- [Compito assegnato a] Ricopia parola per parola il passo dell'articolo sul litio e i criteri ESG compreso tra "I criteri ESG" e "all’insegna della sostenibilità.", estremi inclusi.
++++++++++
L’acqua è uno dei temi salienti della revisione delle pratiche dell’industria mineraria in modo più attento alla sostenibilità, una tendenza che da molti mesi ormai sta “contagiando” i gruppi della manifattura auto e delle batterie e a cui il settore estrattivo si sta adeguando, secondo istanze che sono quelle comuni a molti investitori attenti alla “bussola ESG” nell’approcciare il valore in economia.

I criteri ESG (environment, social, governance) emergono quindi continuamente a margine di nuovi accordi che vengono confermati sempre più spesso: questa settimana un buon esempio in proposito è quello dello scorso 11 aprile. Ford Motor Co. ha firmato un accordo di programma che prevede la fornitura annua di circa 25.000 tonnellate di litio provenienti dal Kachi Project, sviluppato dalla società australiana Lake Resources nella provincia argentina di Catamarca.

Questo partenariato è il secondo stretto in poche settimane da Lake Resources per il materiale che proverrà dal nuovo sito estrattivo sudamericano dopo quello firmato a marzo con la giapponese Hanwa. Entrambi i nuovi partner hanno sottolineato come il Kachi Project disponga dei requisiti collegati alle credenziali ESG richieste per programmi della catena della fornitura all’insegna della sostenibilità.

Lake Resources grazie ai finanziamenti di questo progetto, sta programmando di produrre 100.000 tonnellate di litio ad alta purezza entro il 2030. Il progetto argentino viene sviluppato grazie alla tecnologia di estrazione diretta di litio del partner industriale Lilac, società nella quale tra gli investitori figurano anche Bill Gates ed il gruppo BMW. Una cosa che colpisce del progetto è che gli stagni di evaporazione saranno molto ridotti in quantità rispetto agli standard cileni di gruppi come Albemarle e SQM, con proporzionale riduzione del consumo di acqua.

Quello che avviene nel settore delle materie prime indispensabili alla mobilità a zero emissioni, con il litio (ma anche il rame che è lo “scheletro” di ogni impianto elettrico) è la dimostrazione di quanto possano rivelarsi efficaci le credenziali ESG utilizzate come bussola nel decidere di finanziare o partecipare a un progetto, relativamente ad aspetti come il consumo responsabile riguardo a una risorsa come l’acqua.

Con chiaro in mente quanto possa fare la differenza l’uso assennato dell’acqua in un luogo come Atacama, ma anche in molti altri che sono fondamentali per completare in modo appropriato e non autolesionistico la transizione energetica, verrebbe da pensare che i riferimenti ESG nell’investire denaro privato e pubblico siano un’ovvietà. Non è così. Anzi.

Ce lo ricorda il fastidio se non proprio l’odio conclamato con cui un crescente numero di investitori, tutti o quasi di area che in America ama definirsi libertarian ma che a tutti gli effetti è un richiamo all’anarchia (attenzione: valida però solo per chi è multi-miliardario) con cui si guarda in modo crescente a chi intende mettere paletti per quanto riguarda ambiente, responsabilità sociale e governance.
++++++++++
- [Compito assegnato b] Individua nei record qui sotto tutte le righe che contengono la stringa "doorway" e trascrivile.
++++++++++
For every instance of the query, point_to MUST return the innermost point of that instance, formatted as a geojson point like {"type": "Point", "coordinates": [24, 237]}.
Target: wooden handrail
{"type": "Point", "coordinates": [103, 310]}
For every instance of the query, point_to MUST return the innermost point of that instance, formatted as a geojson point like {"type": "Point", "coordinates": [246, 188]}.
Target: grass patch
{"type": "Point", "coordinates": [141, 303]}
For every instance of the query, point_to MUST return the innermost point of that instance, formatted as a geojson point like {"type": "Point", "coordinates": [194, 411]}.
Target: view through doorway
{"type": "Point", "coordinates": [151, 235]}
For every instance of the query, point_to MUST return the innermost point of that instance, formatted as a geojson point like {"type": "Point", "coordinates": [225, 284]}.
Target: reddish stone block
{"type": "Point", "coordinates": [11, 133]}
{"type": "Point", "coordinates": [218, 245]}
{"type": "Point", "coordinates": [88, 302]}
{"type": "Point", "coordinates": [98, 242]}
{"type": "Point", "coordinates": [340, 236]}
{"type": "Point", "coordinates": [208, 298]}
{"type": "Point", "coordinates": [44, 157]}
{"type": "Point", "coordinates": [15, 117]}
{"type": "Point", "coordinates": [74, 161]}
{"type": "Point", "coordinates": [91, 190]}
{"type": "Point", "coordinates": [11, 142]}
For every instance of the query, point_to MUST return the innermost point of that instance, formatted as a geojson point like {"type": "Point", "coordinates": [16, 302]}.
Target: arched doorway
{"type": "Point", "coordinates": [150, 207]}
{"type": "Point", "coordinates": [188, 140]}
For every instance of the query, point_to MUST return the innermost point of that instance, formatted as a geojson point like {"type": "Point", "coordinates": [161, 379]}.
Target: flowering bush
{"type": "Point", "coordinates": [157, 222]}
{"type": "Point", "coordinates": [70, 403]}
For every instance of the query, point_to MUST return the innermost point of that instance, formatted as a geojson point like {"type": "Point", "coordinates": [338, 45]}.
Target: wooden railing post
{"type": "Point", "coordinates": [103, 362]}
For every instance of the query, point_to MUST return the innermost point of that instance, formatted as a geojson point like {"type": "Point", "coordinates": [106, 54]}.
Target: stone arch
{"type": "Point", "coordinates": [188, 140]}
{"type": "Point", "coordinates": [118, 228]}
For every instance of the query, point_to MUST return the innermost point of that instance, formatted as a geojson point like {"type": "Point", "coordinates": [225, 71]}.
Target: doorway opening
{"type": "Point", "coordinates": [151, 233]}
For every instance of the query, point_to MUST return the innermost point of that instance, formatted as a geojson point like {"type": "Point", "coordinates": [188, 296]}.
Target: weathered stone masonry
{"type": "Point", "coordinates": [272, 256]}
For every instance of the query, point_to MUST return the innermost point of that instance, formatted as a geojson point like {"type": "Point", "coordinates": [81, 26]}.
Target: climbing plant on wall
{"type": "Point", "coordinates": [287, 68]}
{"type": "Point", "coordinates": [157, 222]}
++++++++++
- [Risultato finale a]
I criteri ESG (environment, social, governance) emergono quindi continuamente a margine di nuovi accordi che vengono confermati sempre più spesso: questa settimana un buon esempio in proposito è quello dello scorso 11 aprile. Ford Motor Co. ha firmato un accordo di programma che prevede la fornitura annua di circa 25.000 tonnellate di litio provenienti dal Kachi Project, sviluppato dalla società australiana Lake Resources nella provincia argentina di Catamarca.

Questo partenariato è il secondo stretto in poche settimane da Lake Resources per il materiale che proverrà dal nuovo sito estrattivo sudamericano dopo quello firmato a marzo con la giapponese Hanwa. Entrambi i nuovi partner hanno sottolineato come il Kachi Project disponga dei requisiti collegati alle credenziali ESG richieste per programmi della catena della fornitura all’insegna della sostenibilità.

- [Risultato finale b]
Target: view through doorway
Target: arched doorway
Target: doorway opening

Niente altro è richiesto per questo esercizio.